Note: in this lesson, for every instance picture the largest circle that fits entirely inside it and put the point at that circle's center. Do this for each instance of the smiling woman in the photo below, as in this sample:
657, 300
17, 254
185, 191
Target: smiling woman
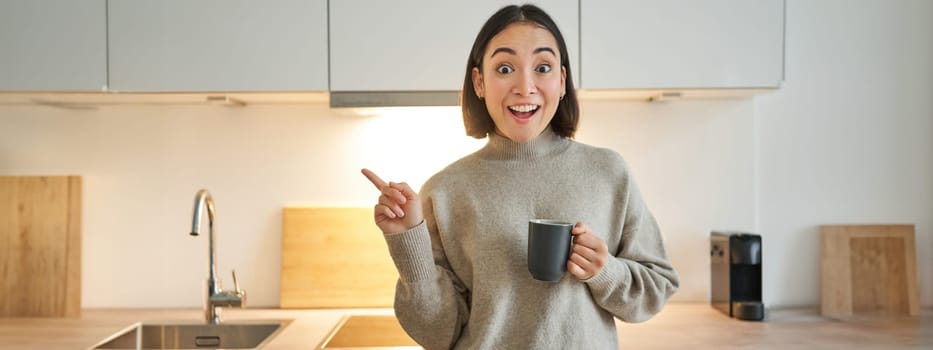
521, 81
461, 245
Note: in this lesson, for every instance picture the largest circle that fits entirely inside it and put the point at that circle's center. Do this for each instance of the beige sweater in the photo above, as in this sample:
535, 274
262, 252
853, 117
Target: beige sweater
464, 281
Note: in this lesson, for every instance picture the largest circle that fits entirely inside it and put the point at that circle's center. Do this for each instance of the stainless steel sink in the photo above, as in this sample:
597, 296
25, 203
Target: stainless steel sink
228, 335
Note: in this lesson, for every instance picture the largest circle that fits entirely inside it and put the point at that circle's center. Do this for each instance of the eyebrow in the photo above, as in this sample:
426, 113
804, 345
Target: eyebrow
510, 51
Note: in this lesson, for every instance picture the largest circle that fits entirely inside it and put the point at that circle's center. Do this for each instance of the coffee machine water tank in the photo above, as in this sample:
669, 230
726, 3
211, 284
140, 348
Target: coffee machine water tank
735, 274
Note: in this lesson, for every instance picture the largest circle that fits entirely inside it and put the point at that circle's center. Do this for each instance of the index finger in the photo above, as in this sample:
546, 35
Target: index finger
374, 179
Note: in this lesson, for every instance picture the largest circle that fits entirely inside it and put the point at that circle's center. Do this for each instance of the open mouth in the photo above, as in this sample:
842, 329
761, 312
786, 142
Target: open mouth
523, 112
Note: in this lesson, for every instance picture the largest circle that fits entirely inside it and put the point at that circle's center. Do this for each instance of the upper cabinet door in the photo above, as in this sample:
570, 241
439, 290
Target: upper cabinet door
418, 45
53, 45
639, 44
218, 45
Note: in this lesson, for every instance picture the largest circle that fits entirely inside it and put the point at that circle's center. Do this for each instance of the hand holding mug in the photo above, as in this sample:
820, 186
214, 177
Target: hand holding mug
399, 207
589, 253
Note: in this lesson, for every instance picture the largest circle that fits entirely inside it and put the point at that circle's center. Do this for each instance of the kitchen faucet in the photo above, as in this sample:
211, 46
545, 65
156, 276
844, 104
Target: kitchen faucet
216, 297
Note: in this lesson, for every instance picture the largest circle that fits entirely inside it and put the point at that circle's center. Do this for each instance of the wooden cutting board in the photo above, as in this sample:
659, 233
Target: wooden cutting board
334, 258
40, 246
868, 270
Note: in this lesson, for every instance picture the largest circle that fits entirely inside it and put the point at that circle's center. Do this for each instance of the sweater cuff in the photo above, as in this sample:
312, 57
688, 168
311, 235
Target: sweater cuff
411, 252
614, 274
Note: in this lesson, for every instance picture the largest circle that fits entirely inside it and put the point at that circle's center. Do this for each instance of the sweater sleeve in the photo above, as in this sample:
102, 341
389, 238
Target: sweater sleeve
431, 302
635, 285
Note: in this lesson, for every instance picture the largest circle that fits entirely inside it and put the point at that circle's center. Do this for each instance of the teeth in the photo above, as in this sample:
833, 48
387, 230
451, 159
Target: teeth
523, 108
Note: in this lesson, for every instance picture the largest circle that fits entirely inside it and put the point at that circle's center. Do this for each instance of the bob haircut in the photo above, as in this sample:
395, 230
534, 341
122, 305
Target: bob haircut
476, 118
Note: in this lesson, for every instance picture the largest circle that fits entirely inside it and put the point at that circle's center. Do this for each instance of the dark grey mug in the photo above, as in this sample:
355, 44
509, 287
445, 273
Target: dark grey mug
548, 248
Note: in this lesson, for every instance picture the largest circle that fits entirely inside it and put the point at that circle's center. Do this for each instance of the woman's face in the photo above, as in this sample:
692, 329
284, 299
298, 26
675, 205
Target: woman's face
521, 81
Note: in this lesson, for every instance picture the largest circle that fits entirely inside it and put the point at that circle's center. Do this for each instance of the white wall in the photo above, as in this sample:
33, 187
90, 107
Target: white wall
142, 165
847, 139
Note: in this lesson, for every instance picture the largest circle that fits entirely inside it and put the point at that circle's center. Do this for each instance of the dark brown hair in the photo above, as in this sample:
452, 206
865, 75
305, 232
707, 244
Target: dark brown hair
476, 118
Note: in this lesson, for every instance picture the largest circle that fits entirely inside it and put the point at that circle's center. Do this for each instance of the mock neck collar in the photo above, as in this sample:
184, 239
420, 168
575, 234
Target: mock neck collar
502, 148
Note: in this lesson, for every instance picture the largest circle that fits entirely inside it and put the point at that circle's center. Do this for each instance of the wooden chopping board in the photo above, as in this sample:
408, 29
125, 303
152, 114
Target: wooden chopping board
334, 258
868, 270
40, 246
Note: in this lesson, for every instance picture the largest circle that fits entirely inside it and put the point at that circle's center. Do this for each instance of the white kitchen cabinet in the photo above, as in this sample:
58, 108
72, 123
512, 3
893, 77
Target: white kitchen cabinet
56, 45
418, 45
673, 44
217, 45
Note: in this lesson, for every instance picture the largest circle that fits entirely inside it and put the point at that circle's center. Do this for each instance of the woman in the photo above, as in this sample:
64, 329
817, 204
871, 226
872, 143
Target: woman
460, 246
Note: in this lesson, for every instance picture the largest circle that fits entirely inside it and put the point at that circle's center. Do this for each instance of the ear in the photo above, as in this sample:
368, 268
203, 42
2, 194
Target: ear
478, 83
563, 80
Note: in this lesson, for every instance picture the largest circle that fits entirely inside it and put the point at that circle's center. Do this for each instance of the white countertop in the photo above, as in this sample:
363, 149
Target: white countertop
306, 331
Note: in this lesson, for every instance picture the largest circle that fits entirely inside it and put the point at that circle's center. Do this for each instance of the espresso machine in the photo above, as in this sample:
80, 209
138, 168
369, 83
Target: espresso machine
735, 274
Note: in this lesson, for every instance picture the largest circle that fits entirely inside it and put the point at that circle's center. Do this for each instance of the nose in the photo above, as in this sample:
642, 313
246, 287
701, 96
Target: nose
525, 85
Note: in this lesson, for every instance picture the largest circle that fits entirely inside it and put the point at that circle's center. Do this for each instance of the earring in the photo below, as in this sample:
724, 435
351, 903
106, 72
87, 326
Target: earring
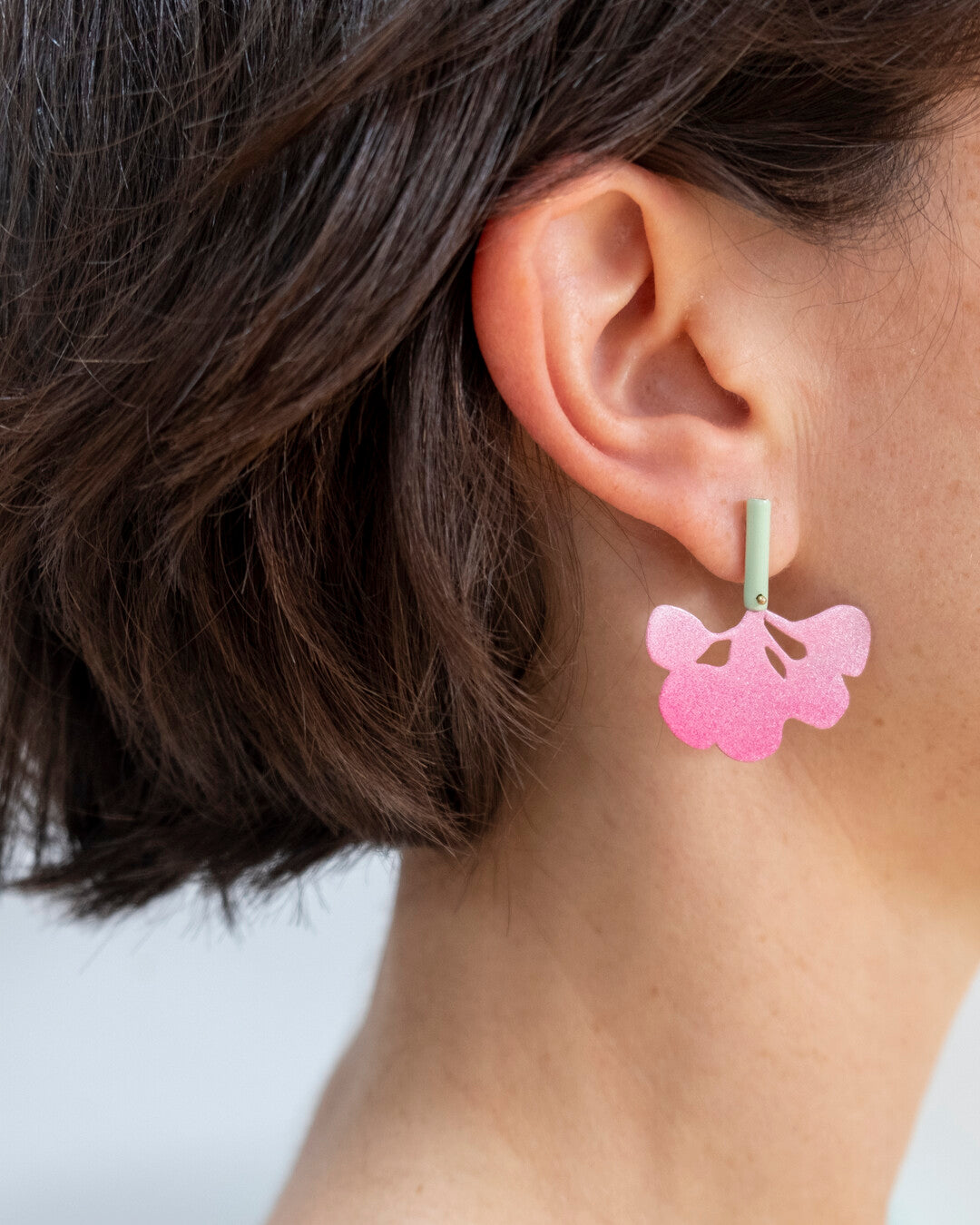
742, 703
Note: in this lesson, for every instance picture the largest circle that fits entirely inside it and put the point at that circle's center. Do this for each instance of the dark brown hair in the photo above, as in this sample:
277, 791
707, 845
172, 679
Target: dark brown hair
270, 582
= = = = = = =
Given problem - Repeat the preceding records precisely, and leave every picture out of the copy.

Finished task -
Note: in this lesson, for every instance picture the largest circle that fits entirely inside it and put the point at that circle's center. Do this for each instance of the smiling woman in the photo below, as in this sample:
657, 300
17, 254
185, 191
Target: smiling woman
521, 81
461, 245
Note: in this lesson, for every instance picture the largest circle that fits entirely inside it and put the point at that circle's center. Do this for each instance of the beige sweater in the photo above, as in this sample:
535, 274
262, 252
853, 117
Target: beige sweater
464, 281
Note: in this lesson, for every instance picture the largest circle that fits entirely inside it and put the point at that circle's center. Do this for each instance of the stainless steel sink in the photo above, as in this sample:
597, 296
25, 203
Target: stainless steel sink
228, 335
Note: in this lesson, for every instance picture the largest circle that fits entirely inside it and put the point at that circle's center. Do this for each instance of the eyebrow in the photo above, as in this sample:
426, 113
804, 345
Target: eyebrow
510, 51
Note: in this lesson, for every instance picture the largest circle that fits entirely inside it and put the point at that circle's center. Do this for each instance of the coffee machine water tank in the photo above, as in this sample:
669, 230
726, 3
211, 284
140, 348
Target: coffee machine water tank
735, 274
Note: in this lesson, for every instance picture the largest circle that fits entirely inside it and put the point at that circle's center. Do this for each instance of the index finger in the photo above, as in this sample:
546, 35
Target: index finger
374, 179
Note: in this lesson, for every instance picture the largest circle that fits entirely inside it and put the point at that circle's center. Do this for each instance of the open mouth in the photo above, as in this sample:
842, 329
761, 312
786, 142
Target: open mouth
523, 112
Note: in this lesson, for every instance picture the largest circle that fits entirely inside it and put the point at that circle's center. Do this for each instance of the upper cabinet door in the photo above, as in this sample:
570, 241
439, 290
Target: upper cabinet door
418, 45
53, 45
639, 44
218, 45
Note: in this lesson, for every instance picture the largest circle that fits entirely inside it and put the point at that circle's center. Do this for each instance of the hand holding mug in the photo above, as in this sample:
820, 186
214, 177
Target: hand holding mug
399, 207
589, 253
Note: in this lesson, for every instance picture the largest circle that fits entirely inside it and put the point at that circle's center. Do this for each instance of the kitchen faucet in the photo above, as in this sample:
211, 46
545, 65
156, 276
844, 104
Target: kitchen faucet
216, 297
Note: in this lesson, for every instance picture the largest circle that fits entirely inside it and put the point at that circle's center. Do this for each instance of the wooden cutting board in the photo above, as in this sample:
659, 233
Target: wooden cutting board
334, 258
40, 246
868, 270
Note: in this lesson, for every instance picture the largest circle that fits entirely inside it and put the point at that circle's center. Do this for each instance of the sweater cuff in the photo above, as in this sample:
312, 57
688, 168
311, 235
Target: sweater cuff
411, 252
614, 274
Note: in this lesson, for every instance picture the largest circle that fits entirely inside it and put the point at that circle's center. Do this for each instance of the sweater sleeve in the photo above, as in this sample:
102, 341
389, 238
Target: sweater sleeve
431, 302
635, 285
Note: in this lesson, for every instance picture the largest circle that fits entirely inside it and put the point at that circle's center. Do this for each instance of the teeth in the photo above, as in this sample:
833, 48
387, 230
451, 159
Target: teeth
523, 108
Note: in this lesson, for every instance picture the largest circle that fits entirely inside it and put the point at that circle's center. Do this for each instance of the bob haircut in the photo above, as in this sample:
395, 230
534, 341
122, 305
Target: bob haircut
476, 118
Note: in this lesson, for every instance picture the largest circle that fits entirely inside it and put the point at that circle's center. Do this for each instance of the dark grey mug in the photo above, as in this sample:
355, 44
509, 287
445, 273
Target: dark grey mug
548, 248
Note: in this lesson, for every instance picture the largest circle that fits entirely inside it and put the point at that circle's center. Do this for each instance of the woman's face in the photo above, as in this sample:
692, 329
284, 299
298, 26
675, 205
Target: woman's face
521, 81
Note: in this lesson, for every instance picture the largest circle that fits entirely inside it and put the point at that circle's center. Do this for each instance of the white wall in the photo above, as in this sample:
33, 187
90, 107
Target: white wall
142, 165
847, 139
Note: in this lesson, for every instance picture the largest circle that fits entirely inside it and put the point at that circle's center. Do this for each instance of the dark brown hair in the photo above, as in this sample:
452, 206
865, 75
305, 232
707, 244
Target: dark brown hair
476, 118
Note: in this lesson, for every instance picture the largest circle that fits entirely inside it and put the point at that circle's center. Do this for each instance of the mock neck collar in the photo above, as in this sample:
184, 239
420, 168
575, 234
Target: mock neck collar
502, 148
Note: in this lesson, for every instance picture the largest circle that fits entirely inside it and put the point at that circle's center. Do this for each instance of the wooden chopping board in the photo above, as in this sample:
408, 29
125, 303
152, 114
Target: wooden chopping board
334, 258
868, 270
40, 246
Note: in this lesson, for every instance picture the largest circle that fits entirely inside it and put the point at that circle's center. Do this for each instance of the white kitchen cabinet in the photo above, as in this sample:
58, 108
72, 123
512, 3
893, 77
Target: white kitchen cabinet
56, 45
418, 45
673, 44
217, 45
Note: in this lesson, for every instance picture the largest circle that fits entirely inside it and put the point at that circle's center. Do this for each instance of the woman in the photo above, as in this sample:
64, 329
817, 204
871, 226
872, 143
Target: woman
460, 246
Note: in this lesson, for every instance picture the largest circle that fits entirely inside it and put the point at that circle's center. Do this for each instance of the ear in the photo above, as in this sample:
368, 268
203, 42
2, 194
Target: ear
478, 83
563, 80
Note: in this lesson, for every instance picture the largest circle that fits entirely inside it and put the point at that circle's center. Do this for each instance of the white countertop in the photo above, as in this sample:
363, 149
Target: white countertop
306, 331
Note: in this lesson, for every instance picture the largest circle that fits entirely inside it and put the point at that circle's center. Do this for each instance of the espresso machine in the photo above, as in this sample:
80, 209
138, 168
369, 83
Target: espresso machine
735, 274
Note: in this lesson, for every instance picture the largest circle that fits entirely inside it and put the point at that circle's center. Do this for each instance of the nose in the photo above, as in this sample:
642, 313
246, 287
701, 96
Target: nose
525, 85
Note: in this lesson, for every instance picture the largest circle that fits entirely inside it and put the point at that circle's center. Do this for each instance of the earring in the photo below, as in this sample:
724, 435
351, 903
106, 72
87, 326
Target: earring
742, 703
Note: in this lesson, for every instance picture the largest circle that fits entirely inside it and put the point at that circle's center. Do this for each instance of the dark brown hair in the photo above, as in this sample:
277, 791
707, 845
172, 679
Target: dark brown hair
270, 582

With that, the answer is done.